== Data for review
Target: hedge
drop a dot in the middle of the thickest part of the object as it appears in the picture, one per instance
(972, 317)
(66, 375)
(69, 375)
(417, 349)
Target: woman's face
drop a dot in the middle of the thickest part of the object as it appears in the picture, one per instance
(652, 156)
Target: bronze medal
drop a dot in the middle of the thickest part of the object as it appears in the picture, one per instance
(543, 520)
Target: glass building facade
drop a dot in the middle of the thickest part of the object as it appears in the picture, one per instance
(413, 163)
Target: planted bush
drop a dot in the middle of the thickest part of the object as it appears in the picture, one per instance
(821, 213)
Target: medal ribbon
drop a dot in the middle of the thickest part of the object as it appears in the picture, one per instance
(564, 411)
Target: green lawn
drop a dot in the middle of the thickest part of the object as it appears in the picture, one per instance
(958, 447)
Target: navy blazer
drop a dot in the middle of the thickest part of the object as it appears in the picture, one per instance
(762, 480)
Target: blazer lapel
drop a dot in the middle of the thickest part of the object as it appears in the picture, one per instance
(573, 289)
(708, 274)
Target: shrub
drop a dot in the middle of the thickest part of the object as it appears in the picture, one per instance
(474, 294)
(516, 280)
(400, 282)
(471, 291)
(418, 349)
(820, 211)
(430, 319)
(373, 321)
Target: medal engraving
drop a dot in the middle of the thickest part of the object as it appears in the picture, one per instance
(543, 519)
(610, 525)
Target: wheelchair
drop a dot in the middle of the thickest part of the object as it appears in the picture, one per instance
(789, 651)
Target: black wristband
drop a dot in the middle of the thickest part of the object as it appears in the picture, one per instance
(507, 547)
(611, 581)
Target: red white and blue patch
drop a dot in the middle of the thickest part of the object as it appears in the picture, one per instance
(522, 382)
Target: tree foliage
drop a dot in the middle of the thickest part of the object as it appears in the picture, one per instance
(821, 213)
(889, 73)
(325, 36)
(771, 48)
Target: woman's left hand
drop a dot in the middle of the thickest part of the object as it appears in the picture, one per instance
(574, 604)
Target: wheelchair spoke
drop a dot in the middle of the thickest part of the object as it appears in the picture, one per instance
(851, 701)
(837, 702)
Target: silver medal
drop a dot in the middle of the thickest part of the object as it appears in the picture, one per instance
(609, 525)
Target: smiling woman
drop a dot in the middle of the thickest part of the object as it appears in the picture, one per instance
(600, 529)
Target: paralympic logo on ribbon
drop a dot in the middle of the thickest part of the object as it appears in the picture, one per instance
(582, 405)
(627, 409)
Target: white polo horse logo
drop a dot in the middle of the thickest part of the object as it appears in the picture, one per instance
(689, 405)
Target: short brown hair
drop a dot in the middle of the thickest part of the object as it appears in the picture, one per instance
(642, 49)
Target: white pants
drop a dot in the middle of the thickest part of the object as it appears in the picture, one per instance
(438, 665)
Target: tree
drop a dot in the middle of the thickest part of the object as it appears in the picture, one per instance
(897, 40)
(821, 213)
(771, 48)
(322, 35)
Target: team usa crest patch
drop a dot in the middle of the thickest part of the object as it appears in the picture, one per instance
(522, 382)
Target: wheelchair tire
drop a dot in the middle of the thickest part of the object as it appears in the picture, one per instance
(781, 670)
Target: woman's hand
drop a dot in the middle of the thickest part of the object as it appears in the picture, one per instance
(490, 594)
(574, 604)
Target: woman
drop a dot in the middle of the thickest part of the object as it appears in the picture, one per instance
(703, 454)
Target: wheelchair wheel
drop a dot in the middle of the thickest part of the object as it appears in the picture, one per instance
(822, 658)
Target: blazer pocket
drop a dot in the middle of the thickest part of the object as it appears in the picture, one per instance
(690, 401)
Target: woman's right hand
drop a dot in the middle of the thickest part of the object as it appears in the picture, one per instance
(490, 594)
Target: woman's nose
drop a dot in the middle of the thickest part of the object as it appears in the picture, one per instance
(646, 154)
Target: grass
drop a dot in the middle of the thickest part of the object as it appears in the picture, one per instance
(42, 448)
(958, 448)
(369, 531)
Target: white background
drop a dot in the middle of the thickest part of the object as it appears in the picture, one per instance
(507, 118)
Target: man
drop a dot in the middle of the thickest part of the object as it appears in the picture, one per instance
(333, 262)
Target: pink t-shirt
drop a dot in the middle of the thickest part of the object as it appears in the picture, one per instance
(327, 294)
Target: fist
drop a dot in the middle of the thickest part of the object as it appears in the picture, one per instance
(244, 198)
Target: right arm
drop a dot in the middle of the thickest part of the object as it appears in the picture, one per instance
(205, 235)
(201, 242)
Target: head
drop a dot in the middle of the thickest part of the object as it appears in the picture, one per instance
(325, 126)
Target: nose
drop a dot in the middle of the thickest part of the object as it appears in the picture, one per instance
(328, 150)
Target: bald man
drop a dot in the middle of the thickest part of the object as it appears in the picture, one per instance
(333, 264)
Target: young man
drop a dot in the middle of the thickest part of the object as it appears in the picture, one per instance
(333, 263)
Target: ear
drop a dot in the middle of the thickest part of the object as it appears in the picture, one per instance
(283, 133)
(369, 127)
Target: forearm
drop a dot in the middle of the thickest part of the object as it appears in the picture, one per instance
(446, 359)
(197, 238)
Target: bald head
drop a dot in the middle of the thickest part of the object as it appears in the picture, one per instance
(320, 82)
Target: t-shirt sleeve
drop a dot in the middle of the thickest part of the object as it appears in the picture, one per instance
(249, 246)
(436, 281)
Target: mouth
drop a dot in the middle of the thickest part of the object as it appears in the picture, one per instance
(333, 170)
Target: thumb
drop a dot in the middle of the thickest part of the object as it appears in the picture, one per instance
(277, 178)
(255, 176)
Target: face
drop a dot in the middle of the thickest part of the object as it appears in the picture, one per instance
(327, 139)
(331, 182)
====
* [Task goal] Reproduce each line of the records in which the string "ribbon" appears.

* [Result]
Target: medal ribbon
Target: paralympic logo on ribbon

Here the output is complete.